> [EXTRACT]

########################################

Synthesis of RCM/ring opening precursor 14.

Table 1.

Optimization of conditions for CM of 10 and methyl vinyl ketone (8).a

graphic file with name Beilstein_J_Org_Chem-09-2544-i001.jpg

entry catalyst (mol %) solvent T yield of 11

1 A (2.0) CH2Cl2 40 °C 76%
2b A (5.0) CH2Cl2 40 °C 51%
3 A (0.5) CH2Cl2 40 °C 67%
4 A (1.0) CH2Cl2 40 °C 85%
5 B (2.0) toluene 80 °C 61%
6c B (2.0) toluene 80 °C 78%
7 B (5.0) CH2Cl2 40 °C 93%

aGeneral conditions: 8.0 equiv of 8, initial substrate concentration: c = 0.5 M; bformation of (E)-hex-3-ene-2,5-dione observed in the 1H NMR spectrum of the crude reaction mixture. cWith phenol (0.5 equiv) as additive.

In the next step, the remaining hydroxy group was protected as a MOM ether 12, which was then selectively reduced at the electron-deficient double bond, using polymethylhydrosiloxane (PMHS) [40] as a reducing agent and a BDP–Cu hydride catalyst. This variant of Stryker’s reagent [41] has more recently been described by Lipshutz et al. [42] and was found to furnish ketone 13 in 74% yield. Desilylation of 13 could be accomplished quantitatively using TBAF at elevated temperature. However, an unidentified byproduct presumably a six-membered lacol was formed, which could not be separated by chromatography. Therefore the mixture was subjected to the second step, a Steglich esterification [43] with vinylacetic acid, to give the desired precursor 14 in pure form in 71% yield. To avoid the formation of the inseparable byproduct, we investigated a reversed order of steps. To this end, 12 was first desilylated to allyl alcohol 15, which was then converted to butenoate 16, again via Steglich esterification. For the selective reduction of the enoate 16, the Stryker–Lipshutz protocol was again the method of choice and optimized conditions eventually furnished 14 in 87% yield (Scheme 3).

For the Stryker–Lipshutz reduction of 16 slightly different conditions were used than for the reduction of 12. In particular, tert-butanol was omitted as a co-solvent, and TBAF was added to the reaction mixture after completed reduction. This modification was the result of an optimization study based on mechanistic considerations (Table 2) [44].

########################################

> [GIVEN RECORDS]
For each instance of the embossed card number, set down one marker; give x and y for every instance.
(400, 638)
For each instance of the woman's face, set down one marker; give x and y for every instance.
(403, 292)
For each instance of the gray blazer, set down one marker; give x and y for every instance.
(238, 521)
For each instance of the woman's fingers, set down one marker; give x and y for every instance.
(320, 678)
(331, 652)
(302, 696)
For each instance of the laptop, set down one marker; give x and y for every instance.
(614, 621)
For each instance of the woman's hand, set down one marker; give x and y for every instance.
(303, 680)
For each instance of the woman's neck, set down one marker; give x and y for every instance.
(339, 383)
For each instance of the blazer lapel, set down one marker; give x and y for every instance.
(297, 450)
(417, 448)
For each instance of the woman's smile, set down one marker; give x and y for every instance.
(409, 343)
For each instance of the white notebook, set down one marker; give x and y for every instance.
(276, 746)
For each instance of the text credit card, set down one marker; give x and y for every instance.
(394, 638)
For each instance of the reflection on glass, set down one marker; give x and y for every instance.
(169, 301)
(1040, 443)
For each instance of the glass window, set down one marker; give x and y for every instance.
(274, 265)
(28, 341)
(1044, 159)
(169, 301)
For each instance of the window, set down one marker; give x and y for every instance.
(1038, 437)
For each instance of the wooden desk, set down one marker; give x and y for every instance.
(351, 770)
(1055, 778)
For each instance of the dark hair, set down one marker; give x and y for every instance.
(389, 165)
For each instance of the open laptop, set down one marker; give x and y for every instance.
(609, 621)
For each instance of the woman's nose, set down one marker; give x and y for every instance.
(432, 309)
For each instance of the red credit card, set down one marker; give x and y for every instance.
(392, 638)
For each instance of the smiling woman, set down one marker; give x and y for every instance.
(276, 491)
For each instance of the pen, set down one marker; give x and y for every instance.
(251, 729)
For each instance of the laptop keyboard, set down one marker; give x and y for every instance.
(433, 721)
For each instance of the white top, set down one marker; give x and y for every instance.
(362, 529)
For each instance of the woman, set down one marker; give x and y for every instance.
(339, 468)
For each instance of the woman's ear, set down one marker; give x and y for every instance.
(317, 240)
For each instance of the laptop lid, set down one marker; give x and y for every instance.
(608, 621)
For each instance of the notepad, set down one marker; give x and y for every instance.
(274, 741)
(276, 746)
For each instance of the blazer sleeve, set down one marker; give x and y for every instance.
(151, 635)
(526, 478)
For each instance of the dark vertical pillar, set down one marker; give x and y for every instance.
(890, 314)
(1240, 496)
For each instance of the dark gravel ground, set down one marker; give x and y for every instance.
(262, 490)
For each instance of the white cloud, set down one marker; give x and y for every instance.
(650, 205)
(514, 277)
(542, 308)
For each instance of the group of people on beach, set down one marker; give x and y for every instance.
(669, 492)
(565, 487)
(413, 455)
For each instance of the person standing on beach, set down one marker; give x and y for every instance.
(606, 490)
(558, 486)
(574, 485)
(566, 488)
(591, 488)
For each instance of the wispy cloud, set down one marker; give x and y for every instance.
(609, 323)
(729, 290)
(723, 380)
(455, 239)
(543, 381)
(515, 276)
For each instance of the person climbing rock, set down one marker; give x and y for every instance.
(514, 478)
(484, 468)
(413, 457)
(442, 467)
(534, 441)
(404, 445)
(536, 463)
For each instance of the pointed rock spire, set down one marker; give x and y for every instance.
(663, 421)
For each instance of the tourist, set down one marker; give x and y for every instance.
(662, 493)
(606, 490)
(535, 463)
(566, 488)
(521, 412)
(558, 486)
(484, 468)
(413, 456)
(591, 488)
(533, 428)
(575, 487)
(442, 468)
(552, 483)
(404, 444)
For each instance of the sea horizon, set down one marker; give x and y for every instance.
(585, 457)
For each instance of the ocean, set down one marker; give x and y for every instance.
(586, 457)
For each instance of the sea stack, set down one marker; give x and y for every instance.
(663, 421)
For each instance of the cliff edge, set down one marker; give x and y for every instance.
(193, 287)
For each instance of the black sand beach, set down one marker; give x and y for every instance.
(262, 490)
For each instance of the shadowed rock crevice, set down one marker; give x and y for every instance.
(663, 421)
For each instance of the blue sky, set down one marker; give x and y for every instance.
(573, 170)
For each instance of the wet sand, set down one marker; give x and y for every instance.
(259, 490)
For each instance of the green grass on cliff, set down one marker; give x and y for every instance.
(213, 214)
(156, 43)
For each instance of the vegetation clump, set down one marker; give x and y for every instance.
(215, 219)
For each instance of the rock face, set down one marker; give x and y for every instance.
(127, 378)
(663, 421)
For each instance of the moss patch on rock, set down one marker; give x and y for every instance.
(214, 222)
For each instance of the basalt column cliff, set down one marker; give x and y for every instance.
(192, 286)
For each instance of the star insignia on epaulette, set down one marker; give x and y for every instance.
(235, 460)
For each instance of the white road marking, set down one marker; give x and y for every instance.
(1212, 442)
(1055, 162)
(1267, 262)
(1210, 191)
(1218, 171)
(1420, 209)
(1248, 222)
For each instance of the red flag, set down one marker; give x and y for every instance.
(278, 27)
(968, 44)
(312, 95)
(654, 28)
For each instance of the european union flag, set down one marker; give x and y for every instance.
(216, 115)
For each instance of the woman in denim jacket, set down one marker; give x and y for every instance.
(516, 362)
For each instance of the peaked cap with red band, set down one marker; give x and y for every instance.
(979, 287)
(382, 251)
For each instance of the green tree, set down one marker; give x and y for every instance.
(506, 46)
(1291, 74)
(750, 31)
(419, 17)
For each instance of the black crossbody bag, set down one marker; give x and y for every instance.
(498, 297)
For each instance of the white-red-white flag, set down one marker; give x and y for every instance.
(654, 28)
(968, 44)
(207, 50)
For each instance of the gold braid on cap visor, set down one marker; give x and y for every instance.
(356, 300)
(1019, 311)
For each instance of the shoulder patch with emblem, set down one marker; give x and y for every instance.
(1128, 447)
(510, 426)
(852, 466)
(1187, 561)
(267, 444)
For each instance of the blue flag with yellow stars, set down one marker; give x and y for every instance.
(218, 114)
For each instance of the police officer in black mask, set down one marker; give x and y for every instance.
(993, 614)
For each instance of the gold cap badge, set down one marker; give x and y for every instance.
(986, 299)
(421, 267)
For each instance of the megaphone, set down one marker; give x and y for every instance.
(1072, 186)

########################################

> [TO DO]
a) In the synthesis text, in what yield did the reduction of MOM ether 12 with polymethylhydrosiloxane and the BDP–Cu hydride catalyst furnish ketone 13?
b) Pick up the text on the synthesis of precursor 14 after its last sentence and continue it.

> [TASK RESPONSES]
a) 74%

b)
Table 2.

Optimization of Cu–H-catalysed reduction of 16.

entry Cu(OAc)2·H2O (mol %) BDP (mol %) PMHS (equiv) solvent yield of 14

1 5 1 2 toluene/t-BuOH (5:1) 72%
2 5 1 2 toluene/t-BuOH (2:1) 78%
3 1 0.5 1.2 toluene/t-BuOH (2:1) 67%
4a 5 1 2 toluene 87%

aTBAF (2 equiv) added after complete consumption of starting material.

The conditions previously used for the reduction of enoate 12 involved the use of tert-butanol as a co-solvent, together with toluene. Under these conditions, reproducible yields in the range between 67% and 78% were obtained (Table 2, entries 1–3). The alcohol is believed to protonate the Cu-enolate formed upon conjugate addition, resulting in the ketone and a Cu-alkoxide, which is then reduced with silane to regenerate the Cu-hydride. Alternatively, the Cu-enolate might enter a competing catalytic cycle by reacting with silane, furnishing a silyl enol ether and the catalytically active Cu-hydride species. The silyl enol ether is inert to protonation by tert-butanol, and therefore the competing secondary cycle will result in a decreased yield of reduction product. This reasoning prompted us to run the reaction in toluene without any protic co-solvent, which should exclusively lead to the silyl enol ether, and add TBAF as a desilylating agent after complete consumption of the starting material. The reduced product 14 was isolated under these conditions in 87% yield (Table 2, entry 4). With ketone 14 in hands, we decided to establish the required configuration at C9 in the next step. To this end, a CBS reduction [4546] catalysed by the oxazaborolidine 17 was tested first (Table 3).

Table 3.

Investigation of CBS reduction of ketone 14.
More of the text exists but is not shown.